GIVEN EXERCISE: Reproduce the listing below verbatim, line for line, and omit any pictures from your copy.

* * * * * * *

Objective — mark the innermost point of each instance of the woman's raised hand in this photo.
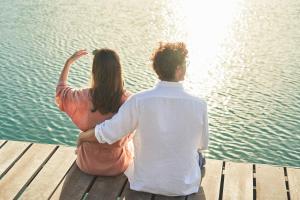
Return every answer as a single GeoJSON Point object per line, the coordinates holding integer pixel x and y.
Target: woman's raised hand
{"type": "Point", "coordinates": [76, 56]}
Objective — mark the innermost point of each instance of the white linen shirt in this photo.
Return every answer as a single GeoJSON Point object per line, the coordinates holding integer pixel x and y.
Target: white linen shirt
{"type": "Point", "coordinates": [170, 126]}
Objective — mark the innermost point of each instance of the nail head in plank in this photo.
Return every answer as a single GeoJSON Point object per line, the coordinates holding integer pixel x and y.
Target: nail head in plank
{"type": "Point", "coordinates": [75, 184]}
{"type": "Point", "coordinates": [160, 197]}
{"type": "Point", "coordinates": [10, 152]}
{"type": "Point", "coordinates": [129, 194]}
{"type": "Point", "coordinates": [210, 185]}
{"type": "Point", "coordinates": [294, 183]}
{"type": "Point", "coordinates": [238, 181]}
{"type": "Point", "coordinates": [51, 174]}
{"type": "Point", "coordinates": [109, 187]}
{"type": "Point", "coordinates": [270, 183]}
{"type": "Point", "coordinates": [24, 169]}
{"type": "Point", "coordinates": [57, 192]}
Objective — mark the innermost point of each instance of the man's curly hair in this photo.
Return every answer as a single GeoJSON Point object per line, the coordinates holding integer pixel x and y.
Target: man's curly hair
{"type": "Point", "coordinates": [167, 58]}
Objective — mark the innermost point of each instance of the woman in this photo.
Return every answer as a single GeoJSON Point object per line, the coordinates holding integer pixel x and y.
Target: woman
{"type": "Point", "coordinates": [87, 107]}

* * * * * * *

THE RESPONSE:
Objective — mark the innermost point of each instance of the woman's raised hand in this photo.
Return every answer as a single GeoJSON Point object per line, the coordinates holding integer pixel x and y.
Target: woman's raised hand
{"type": "Point", "coordinates": [76, 56]}
Objective — mark the innermost point of each instance of the white linen shirt in this photo.
Return every answer as a single GeoJSON Point object per line, the coordinates holding integer pixel x and y.
Target: white linen shirt
{"type": "Point", "coordinates": [170, 126]}
Objective — mark the innermost point of each instance of the nail head in plank in this photo.
Return every answer as a single GeoJSON Point object per line, the coordinates holding integer pixel x and y.
Target: nail head in plank
{"type": "Point", "coordinates": [75, 184]}
{"type": "Point", "coordinates": [160, 197]}
{"type": "Point", "coordinates": [10, 152]}
{"type": "Point", "coordinates": [129, 194]}
{"type": "Point", "coordinates": [210, 185]}
{"type": "Point", "coordinates": [294, 183]}
{"type": "Point", "coordinates": [238, 181]}
{"type": "Point", "coordinates": [51, 174]}
{"type": "Point", "coordinates": [109, 187]}
{"type": "Point", "coordinates": [270, 183]}
{"type": "Point", "coordinates": [24, 169]}
{"type": "Point", "coordinates": [57, 192]}
Objective — mark the innermost point of each instance of the man's curly hair in this photo.
Return every answer as a single GeoJSON Point object per line, the coordinates holding integer pixel x and y.
Target: man's curly hair
{"type": "Point", "coordinates": [167, 58]}
Objective — mark the innermost point of each instance of the woman in this photo.
Return every answer as a single GeoJSON Point object per line, the coordinates holding integer pixel x and y.
Target: woman
{"type": "Point", "coordinates": [87, 107]}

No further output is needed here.